Consignes:
1 > D'après le texte sur Sly Stone, pourquoi John Phillips débarque-t-il un soir à la villa de Bel Air Road avec des hommes armés et des chiens ? Répondez en une à trois phrases.
2 > Répondez à ces questions à partir du texte sur Sly Stone :
(a) Combien Sly Stone paie-t-il chaque mois pour la villa qu'il loue à John Phillips ?
(b) Où Larry Graham préfère-t-il rester au lieu de suivre le groupe à Bel Air ?
(c) Quel rôle Hamp "Bubba" Banks tient-il auprès de Sly ?
3 > Prolongez le texte sur Sly Stone et l'enregistrement de There's a Riot Goin' On à la suite de sa dernière phrase.

Texte du document:

------------------------

Avec l’album “There’s a Riot Goin’ On”, Sly Stone et sa Family embarquaient le funk dans l’Amérique chahutée des 70’s. Voici l’histoire d’un disque qui a bien failli ne jamais sortir, enregistré avec mille peines par un Sly devenu parano, junkie et alcoolo dans une villa de Los Angeles, la bande-son d’une descente en enfer considérée aujourd’hui comme son chef-d’œuvre.

A l’aube des années 70, Sly Stone et les membres de sa Family déménagent de San Francisco à Los Angeles. Les fleurs, l’herbe et les slogans de paix font place à la cocaïne, aux flingues et à un esprit caillera d’avant l’heure. Adieu sourires et paillettes ! Bonjour stress et welcome en enfer ! Et bienvenue dans les limbes de There’s a Riot Goin’ On ! Le funk, comme tout l’entertainment de l’époque, ne pouvait évoluer sans la consommation de plus en plus massive de drogues en tous genres. Un chef-d’œuvre comme There’s a Riot Goin’ On est l’exemple parfait de l’accouchement dans la douleur. Au printemps 70, Sly Stone jette donc l’ancre dans une immense maison de Coldwater Canyon à L.A. et trouve des bureaux à sa Stone Flower Production sur Vine Street. Pour 12 000 dollars par mois, il loue à John Phillips des Mamas & The Papas une immense villa au 783 Bel Air Road. Coke à gogo, concerts annulés à la pelle, sa maison de disques Epic s’impatiente et attend les improbables bandes d’un nouveau disque, dont le titre de travail est The Incredible and Unpredictable Sly & the Family Stone.

Imprévisible, effectivement, car pendant ce temps, Sly le prophète funk s’enlise. Les rumeurs de voix cassée s’amplifient. On dit qu'il passe ses journées enfermé dans sa nouvelle villa, à jouer seul d’interminables lignes de basse. Larry Graham est de plus en plus sur la sellette, lui qui n’a d’ailleurs pas fait le voyage pour Bel Air, préférant rester à Oakland, la banlieue de San Francisco. Puis Sly Stone sombre dans le cliché, slalomant entre les cadavres de centaines de bouteilles d’alcool jonchant le sol de son bunker de Bel Air Road. Un soir, déterminé à toucher les loyers impayés, Phillips débarque avec une escadrille de Chicanos armés jusqu’aux dents et une horde de chiens aux crocs luisants ! Dans sa parano grandissante, Sly ne se sépare désormais plus d’un personnage glauque, un certain Hamp ‘’Bubba’’ Banks, ex-taulard adoubé garde du corps.

------------------------

Données:

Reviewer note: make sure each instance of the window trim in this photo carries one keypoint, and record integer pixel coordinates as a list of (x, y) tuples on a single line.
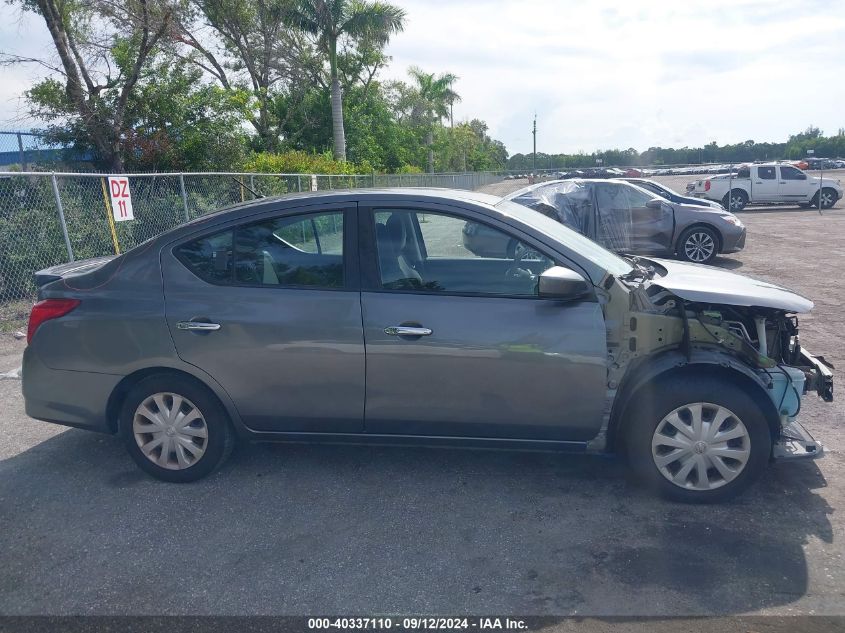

------------------------

Réponses:
1 > John Phillips est déterminé à toucher les loyers impayés. Il loue en effet à Sly Stone la villa du 783 Bel Air Road pour 12 000 dollars par mois.

2 >
(a) 12 000 dollars par mois.
(b) À Oakland, la banlieue de San Francisco.
(c) C'est un ex-taulard devenu son garde du corps.

3 >
There’s a Riot Goin' On est enregistré sur une console 16 pistes installée au premier étage de la maison. Les musiciens défilent. Les groupies (sélectionnées par Bubba) aussi. Sly s’isole. La Family n’a de familial que son nom. Leur leader commence par éloigner Larry Graham, son bassiste cinq étoiles, charmeur à la voix de baryton. Celui-ci jouera d’ailleurs toutes ses parties de Riot en overdub, sans être présent avec le reste du groupe à Bel Air. Pire, Sly efface des bandes, certaines parties de Larry et joue lui-même la basse comme sur You Caught Me Smilin’ ! Le batteur Greg Errico subit le même sort : c’est Sly en personne qui contrôle la boîte à rythme Maestro Rhythm King de Family Affair. Errico est le premier à quitter le navire. La folie de Riot est en fait la bande-son d’un Sly qui doute. Un Sly apparemment très minimaliste, baignant dans les overdubs, enregistrant un instrument après l'autre. Sur l’enregistrement de Thank You for Talking to Me Africa, Sly, incapable de chanter, ralentit la bande et s’enregistre marmonnant d’incompréhensibles charabias. Retranché dans son bunker, il accueille entre autres Ike Turner, Johnny “Guitar” Watson et Bobby Womack, témoin de l’apocalypse : une Family blindée à la coke, des filles chargées elles aussi et prêtes à servir d’amuse-bouche à un Sly Stone en orbite avec ses gros chiens et son singe qui se battent parfois dans la maison. “Je me souviens être resté assis dans le noir, dans le studio de Sly, qui essayait de chanter, complètement défoncé, sans dormir pendant quatre ou cinq jours”, se souvient le chanteur et guitariste. “A un moment, il fallait juste que je parte.”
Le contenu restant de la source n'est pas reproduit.